OPDRACHTEN ->
**A)** Stemmen deze beweringen overeen met het bronfragment? (i) De mondelinge behandeling vond plaats op 24 februari 2022. (ii) Het hof heeft de vonnissen van de rechtbank vernietigd. (iii) [geïntimeerde] is veroordeeld in de kosten van het geding in hoger beroep. Beantwoord elke bewering met ja of nee en citeer letterlijk de woorden uit het bronfragment die de doorslag geven.
**B)** Van welke rechtbank zijn de vonnissen waartegen volgens het bronfragment hoger beroep is ingesteld?

BRONFRAGMENT ->
# # #
ECLI:NL:GHAMS:2022:3298

Gerechtshof Amsterdam

Datum uitspraak
22 november 2022
Publicatiedatum
22 november 2022
Zaaknummer
200.287.342/01
Instantie
Gerechtshof Amsterdam
Type
Uitspraak
Rechtsgebied
Civiel recht
Procedures
  • Hoger beroep
Vindplaatsen
  • Rechtspraak.nl
AI samenvatting door LexboostAutomatisch gegenereerd

Hoger beroep over schadevergoeding na niet goed uitgevoerde verbouwingswerkzaamheden

In deze zaak gaat het om een hoger beroep dat [appellant], handelend onder de naam [bedrijf 1], heeft ingesteld tegen vonnissen van de rechtbank Noord-Holland. De zaak betreft een overeenkomst voor verbouwingswerkzaamheden aan de woning van [geïntimeerde]. De werkzaamheden zijn niet naar behoren uitgevoerd, wat heeft geleid tot een geschil over schadevergoeding. De rechtbank had eerder de vordering van [geïntimeerde] tot schadevergoeding toegewezen, waarop [appellant] in hoger beroep ging. Tijdens de mondelinge behandeling op 24 februari 2022 hebben beide partijen hun standpunten toegelicht. Het hof heeft geoordeeld dat [appellant] niet voldoende heeft aangetoond dat hij de werkzaamheden correct heeft uitgevoerd en dat de gebreken die door [geïntimeerde] zijn aangevoerd, gegrond zijn. Het hof heeft de grieven van [appellant] verworpen en de vonnissen van de rechtbank bekrachtigd. [appellant] is veroordeeld in de kosten van het geding in hoger beroep.
# # #
VASTGELEGDE GEGEVENS ->
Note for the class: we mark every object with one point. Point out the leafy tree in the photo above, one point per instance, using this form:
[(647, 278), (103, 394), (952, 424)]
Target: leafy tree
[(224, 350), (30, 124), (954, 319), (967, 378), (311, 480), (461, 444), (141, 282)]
# # #
ANTWOORDEN OP VOLGORDE ->
**A)**
(i) Ja: "Tijdens de mondelinge behandeling op 24 februari 2022 hebben beide partijen hun standpunten toegelicht."
(ii) Nee: "Het hof heeft de grieven van [appellant] verworpen en de vonnissen van de rechtbank bekrachtigd."
(iii) Nee: "[appellant] is veroordeeld in de kosten van het geding in hoger beroep."

**B)** Van de rechtbank Noord-Holland.